**Halaman:**
════
Mohon tunggu...
Lisa Fitriani
Lisa Fitriani Mohon Tunggu... Mahasiswa - Mahasiswa Prodi Ilmu Sejarah (Universitas Negeri Semarang)

Penyuka tantangan, mudah beradaptasi. Hobi : Suka MotoGP

Selanjutnya

Tutup

Ilmu Sosbud Pilihan

Rumah Fosil Banjarejo, Kabupaten Grobogan: Kumpulan Fosil Terletak di Rumah? Bukan di Museum, Yuk Simak Selengkapnya

14 April 2023   19:20 Diperbarui: 14 April 2023   19:27 708
+
Laporkan Konten
Laporkan Akun
Kompasiana adalah platform blog. Konten ini menjadi tanggung jawab bloger dan tidak mewakili pandangan redaksi Kompas.
Lihat foto
Rumah Fosil Banjarejo, Kecamatan Gabus, Kabupaten Grobogan. Gambar: www.medcom.id

Rumah Fosil Banjarejo, Grobogan memiliki potensi untuk dijadikan sebagai cagar budaya. Rumah fosil ini terletak di Dusun Medang, Desa Banjarejo, Kecamatan Gabus, Kabupaten Grobogan. Pada Rumah Fosil Banjarejo ini terdapat sekitar 500 lebih fosil dari 15 spesies hewan laut maupun hewan darat yang juga telah teridentifikasi. 

Fosil-fosil ini ditemukan disekitar desa Banjarejo, yang mana hal ini telah mampu menunjukkan bahwasanya di Desa Banjarejo turut menyimpan catatan sejarah peradaban yang cukup panjang. 

Di Banjarejo juga telah ditemukan bangunan yang mirip dengan benteng kerajaan, sehingga diperkirakan Desa Banjarejo dulunya pernah dijadikan sebagai ibukota Nusantara pada masa Kerajaan Medang Kamulan, tepatnya sekitar tahun 900-1500an.

Di dalam Rumah Fosil Banjarejo juga tidak hanya menyimpan fosil-fosil saja, melainkan juga barang-barang antik seperti gerabah dan juga perhiasan yang digunakan pada masa Hindu-Buddha. 

Hal ini sangat tepat, jika Desa Banjarejo dijadikan sebagai salah satu bagian dari bentuk cagar budaya kabupaten Grobogan, karena memang di dalam desa tersebut telah menyimpan banyak catatan sejarah.

Pada umumnya masyarakat Dusun Medang, Desa Banjarejo memiliki kebiasaan menambang emas yang terpendam di area persawahan. Kebiasaan tersebut menjadi satu alur cerita di dalam penemuan fosil di Desa Banjarejo. 

Keberadaan Desa Banjarejo dengan hasil ratusan temuan pada zaman purba telah banyak menarik perhatian tersendiri. Tidak heran jika banyak para peneliti yang datang ke tempat ini, termasuk juga Balai Pelestarian Situs Manusia Purba (BPSMP) Sangiran, dan juga Balai Arkeologi Jogjakarta.
════
**Data Ditampilkan:**
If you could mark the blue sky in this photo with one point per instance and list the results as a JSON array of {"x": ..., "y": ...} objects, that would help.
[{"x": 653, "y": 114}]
════
**Soal Dikerjakan:** Tuliskan lanjutan artikel tentang Rumah Fosil Banjarejo, dimulai tepat setelah kalimat terakhirnya.

**Jawaban Tugas:**
Menurut BPSMP, dahulu Desa Banjarejo pada zaman purba, sekitar kurang lebih dua juta tahun yang lalu, wilayah ini merupakan kawasan lautan dangkal. Sekitar 1,6 juta tahun yang lalu wilayah ini kemudian mengalami perubahan, dan berubah menjadi Laguna. 

Tidak hanya itu saja, menurut BPSMP di kawasan ini terdapat pesisir pantai, muara sungai, rawa, padang pasir, dan juga hutan-hutan. Kemudian diperkirakan baru sekitar satu juta tahun yang lalu kawasan Banjarejo ini berubah menjadi wilayah daratan, serta juga menjadi tempat tinggal atau didiami oleh hewan-hewan besar, seperti halnya gajah stegodon.

Hasil penemuan dari galian tersebut disimpan di Rumah Fosil Banjarejo. Dimana Rumah Fosil ini sejatinya adalah rumah seorang kepala desa yang bernama Achmad Taufik. 

Di sini lah kita akan menemui fosil-fosil hewan purba, seperti kepala kerbau, tengkorak buaya, kera, gading gajah, yang semuanya memiliki ukuran yang besar. Namun, tidak hanya itu saja. 

Di Rumah Fosil Banjarejo juga menyimpan barang-barang gerabah atau pernak-pernik yang merupakan benda hasil peninggalan zaman Megalitikum dan juga benda-benda peninggalan kerajaan Medang Kamulan.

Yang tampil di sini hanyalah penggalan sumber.